[Requirement]
Reproduce the lines between the one holding "Each <instance> block" and the one holding "box: [1038, 663, 1200, 694]", inclusive, changing "rough mask" to "coarse mask" and keeping everything else the same. Return only those lines.

[Data]

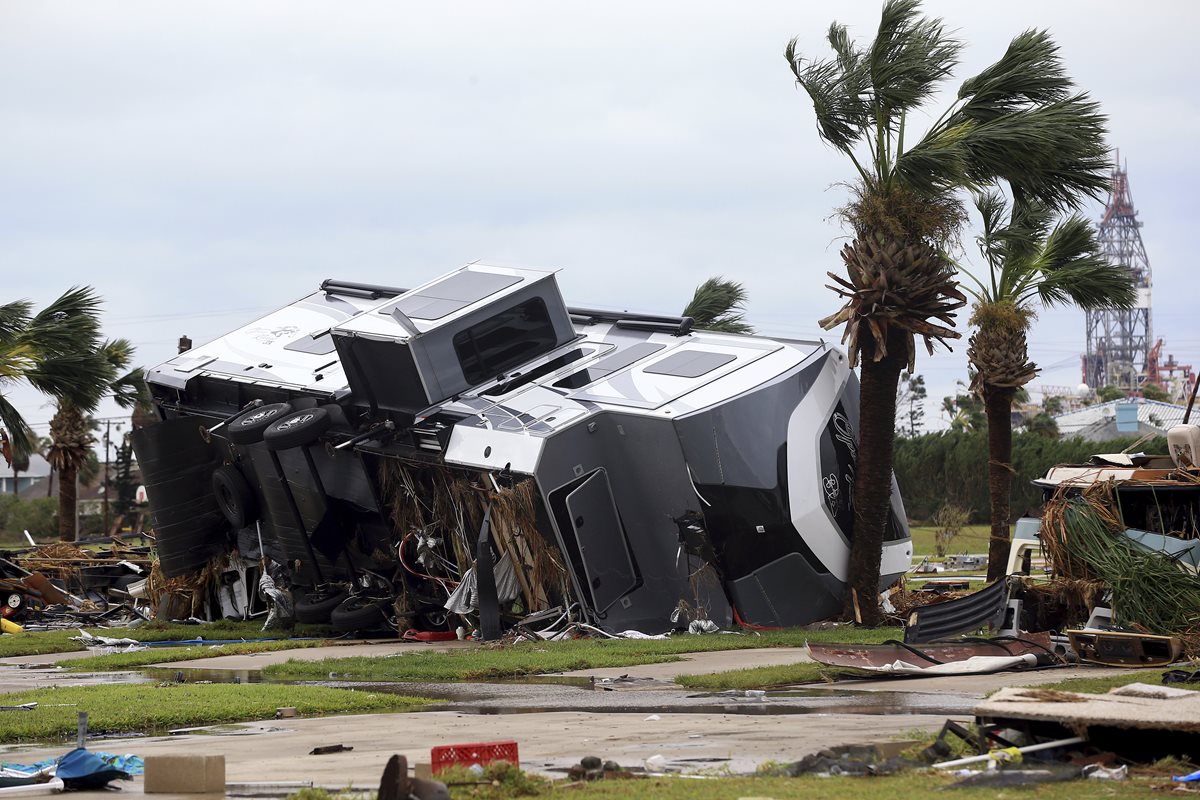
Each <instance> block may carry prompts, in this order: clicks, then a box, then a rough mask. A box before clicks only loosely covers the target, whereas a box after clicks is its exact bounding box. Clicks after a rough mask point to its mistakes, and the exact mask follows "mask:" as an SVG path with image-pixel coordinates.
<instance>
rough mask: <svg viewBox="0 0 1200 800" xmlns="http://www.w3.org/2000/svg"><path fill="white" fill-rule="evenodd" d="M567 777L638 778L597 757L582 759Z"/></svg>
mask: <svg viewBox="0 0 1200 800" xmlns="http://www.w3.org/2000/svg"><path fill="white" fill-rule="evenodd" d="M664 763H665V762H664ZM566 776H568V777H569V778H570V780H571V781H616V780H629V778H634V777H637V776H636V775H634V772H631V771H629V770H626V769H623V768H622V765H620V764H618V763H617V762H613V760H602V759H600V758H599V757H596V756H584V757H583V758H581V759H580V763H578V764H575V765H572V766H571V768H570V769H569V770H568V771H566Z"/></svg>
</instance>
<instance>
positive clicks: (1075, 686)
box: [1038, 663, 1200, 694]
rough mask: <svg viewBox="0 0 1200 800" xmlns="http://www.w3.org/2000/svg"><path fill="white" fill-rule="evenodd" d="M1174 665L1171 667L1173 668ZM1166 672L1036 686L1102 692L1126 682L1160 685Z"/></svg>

* * *

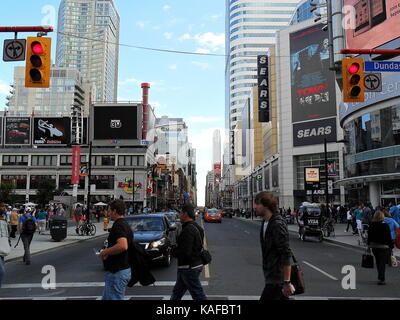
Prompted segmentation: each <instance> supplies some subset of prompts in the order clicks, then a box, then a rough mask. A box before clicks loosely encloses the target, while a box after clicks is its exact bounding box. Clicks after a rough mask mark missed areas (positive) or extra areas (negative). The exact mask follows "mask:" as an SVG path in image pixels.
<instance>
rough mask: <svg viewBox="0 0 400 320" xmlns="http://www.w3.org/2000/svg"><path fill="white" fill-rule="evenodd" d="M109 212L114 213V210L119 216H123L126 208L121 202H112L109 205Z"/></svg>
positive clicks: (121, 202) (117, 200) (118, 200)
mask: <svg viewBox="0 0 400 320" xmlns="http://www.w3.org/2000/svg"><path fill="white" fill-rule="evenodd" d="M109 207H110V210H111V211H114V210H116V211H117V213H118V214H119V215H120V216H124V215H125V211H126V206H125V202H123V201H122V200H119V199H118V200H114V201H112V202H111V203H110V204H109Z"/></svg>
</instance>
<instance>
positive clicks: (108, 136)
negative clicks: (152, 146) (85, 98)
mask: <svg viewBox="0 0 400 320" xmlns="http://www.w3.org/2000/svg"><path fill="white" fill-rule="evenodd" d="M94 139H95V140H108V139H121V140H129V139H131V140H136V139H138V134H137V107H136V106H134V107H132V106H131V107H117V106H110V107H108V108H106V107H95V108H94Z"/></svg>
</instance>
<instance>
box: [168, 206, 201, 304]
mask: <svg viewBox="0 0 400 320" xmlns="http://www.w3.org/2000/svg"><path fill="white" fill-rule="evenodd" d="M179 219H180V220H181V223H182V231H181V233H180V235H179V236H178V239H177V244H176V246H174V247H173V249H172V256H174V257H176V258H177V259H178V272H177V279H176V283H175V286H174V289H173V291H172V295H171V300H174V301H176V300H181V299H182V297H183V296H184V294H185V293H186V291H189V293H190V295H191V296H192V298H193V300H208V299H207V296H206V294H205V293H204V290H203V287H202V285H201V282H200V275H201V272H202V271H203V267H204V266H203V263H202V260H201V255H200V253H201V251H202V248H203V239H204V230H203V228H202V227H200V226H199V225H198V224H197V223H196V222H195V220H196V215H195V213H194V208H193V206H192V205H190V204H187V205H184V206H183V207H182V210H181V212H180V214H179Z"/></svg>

[Solved problem]
Each <instance> block may carry prompts, in this order: clicks, then a box, then a coarse mask. A box before clicks only loosely covers the target, whereas a box after clicks is its exact bounding box. Clicks after a coarse mask point to its mistakes, and the exact mask follows "mask:" as an SVG path with image-pixel coordinates.
<instance>
coarse mask: <svg viewBox="0 0 1200 800" xmlns="http://www.w3.org/2000/svg"><path fill="white" fill-rule="evenodd" d="M567 777L638 778L597 757L582 759Z"/></svg>
mask: <svg viewBox="0 0 1200 800" xmlns="http://www.w3.org/2000/svg"><path fill="white" fill-rule="evenodd" d="M664 763H665V762H664ZM566 776H568V777H569V778H570V780H571V781H616V780H629V778H634V777H637V776H636V775H634V772H631V771H629V770H626V769H623V768H622V765H620V764H618V763H617V762H613V760H602V759H600V758H599V757H596V756H584V757H583V758H581V759H580V763H578V764H575V765H572V766H571V768H570V769H569V770H568V771H566Z"/></svg>
</instance>
<instance>
positive clicks: (1075, 686)
box: [1038, 663, 1200, 694]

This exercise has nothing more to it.